#### Supplied passage

Saturday, January 17, 2015
No ideal world for Charlie
By Marcelo García
Politics & The Press
Politics & The Press
In mid-December, the US Federal Reserve met in Washington to discuss the economic outlook and define monetary policy, as it does eight times a year. The minutes of the meeting, published last week, reveal that the members of the board spent quite some time discussing how to communicate their decision, aware that the talking points coming out of their financial powwow have a ripple effect across the world’s economy.
“Most participants agreed that it would be useful to state that the Committee judges that it can be patient in beginning to normalize the stance of monetary policy,” read the minutes (available here http://www.federalreserve.gov/monetarypolicy/fomcminutes20141217.htm). “They noted that such language would provide more flexibility to adjust policy in response to incoming information than the previous language, which had tied the beginning of normalization to the end of the asset purchase programme.”
What did the Fed want to communicate? That the timing for a hike in interest rates, expected sometime this year, was not predetermined and would depend on the influx of economic data. After some discussion, they agreed that the word “patience” conveyed the idea OK. And so the official statement released after the meeting goes, “Based on its current assessment, the Committee judges that it can be patient in beginning to normalize the stance of monetary policy.”
A responsible use of language is one condition for institutions and organizations with clout to last through time. As the guardian of the value of arguably the most cherished good on Earth (the US dollar) the Federal Reserve’s public word has enormous influence so its members act accordingly (i.e. with great caution).
The debate on freedom of expression triggered by the brutal attack on the French satirical magazine Charlie Hebdo circles around the responsible use of language. The world was quick to unanimously condemn the attacks and mourn the victims but continues to deliberate whether the language used by publications like Charlie Hebdo is acceptable in a world plagued with unjustified violence justified by religious beliefs.
After the initial shock and the staunch defense of freedom of speech by the millions who took to the streets in France and then purchased the special Charlie Hebdo issue (which again insisted on featuring Prophet Mohammed on its cover), a reality that looks more gray than black and white started to sprout.
One of those gray voices was that of Pope Francis.

########
#### Excerpted records

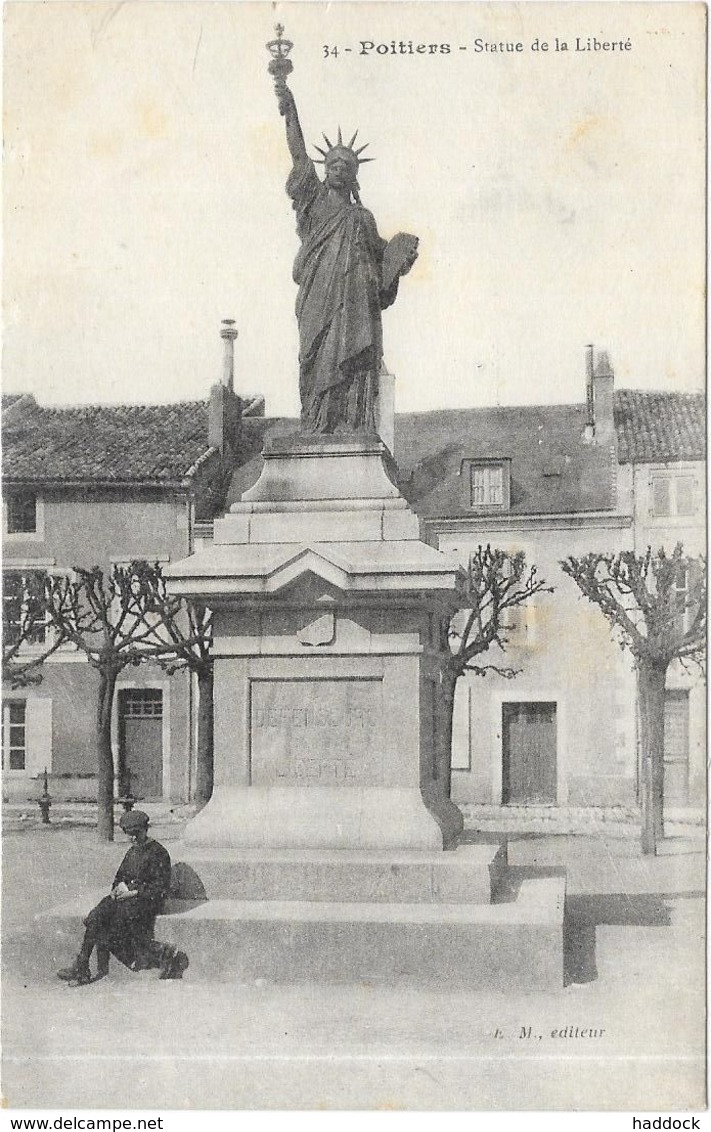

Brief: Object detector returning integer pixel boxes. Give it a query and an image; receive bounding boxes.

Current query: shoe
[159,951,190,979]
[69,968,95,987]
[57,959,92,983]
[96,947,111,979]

########
#### Excerpted records

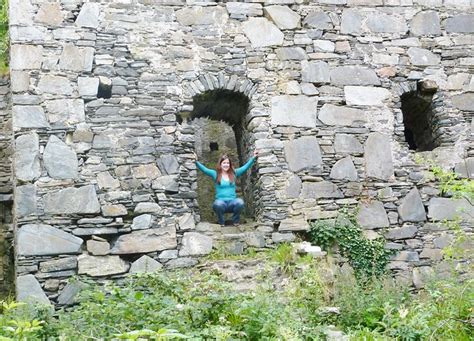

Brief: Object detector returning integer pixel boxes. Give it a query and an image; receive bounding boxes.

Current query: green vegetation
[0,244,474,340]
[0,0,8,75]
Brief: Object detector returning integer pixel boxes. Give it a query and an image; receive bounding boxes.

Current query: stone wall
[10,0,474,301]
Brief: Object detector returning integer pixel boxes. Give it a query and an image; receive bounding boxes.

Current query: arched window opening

########
#### Excerpted records

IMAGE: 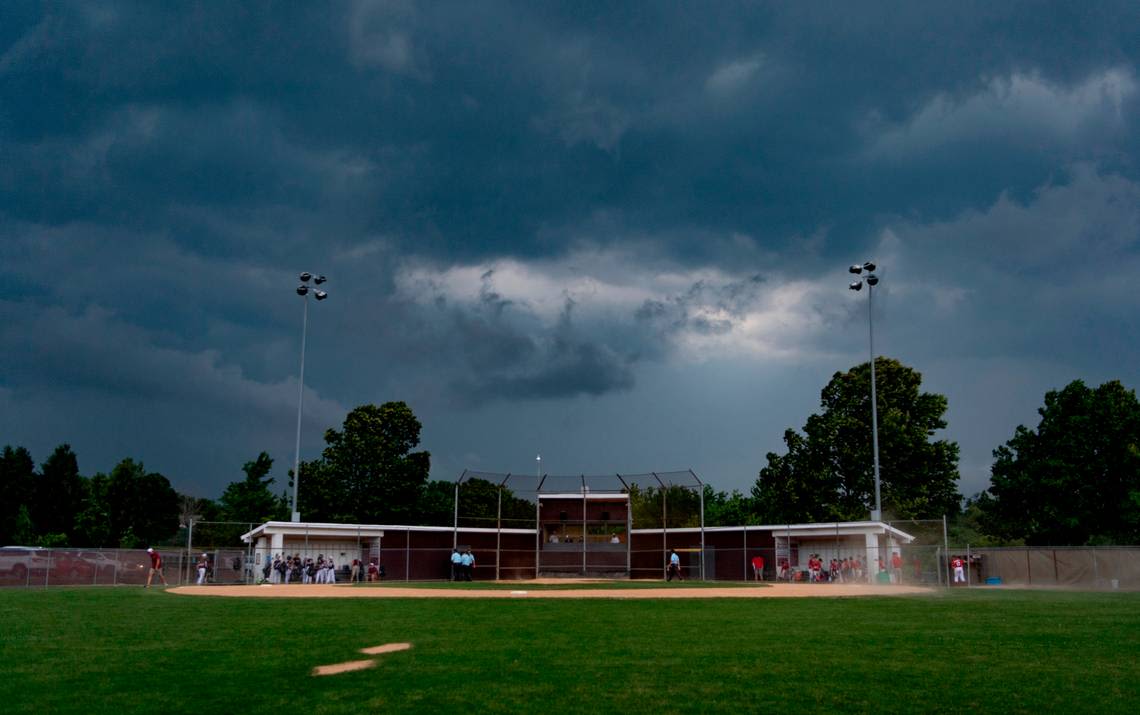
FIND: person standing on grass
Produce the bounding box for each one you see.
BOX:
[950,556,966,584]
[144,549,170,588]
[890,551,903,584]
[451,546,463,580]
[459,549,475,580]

########

Task prompt: In the column on Charlie Hebdo, reproduce everything from "After the initial" down to "of Pope Francis.", changing "gray" to "nuanced" wherever it occurs. The material plays no part in what you need to do here.

Output for this task:
After the initial shock and the staunch defense of freedom of speech by the millions who took to the streets in France and then purchased the special Charlie Hebdo issue (which again insisted on featuring Prophet Mohammed on its cover), a reality that looks more nuanced than black and white started to sprout.
One of those nuanced voices was that of Pope Francis.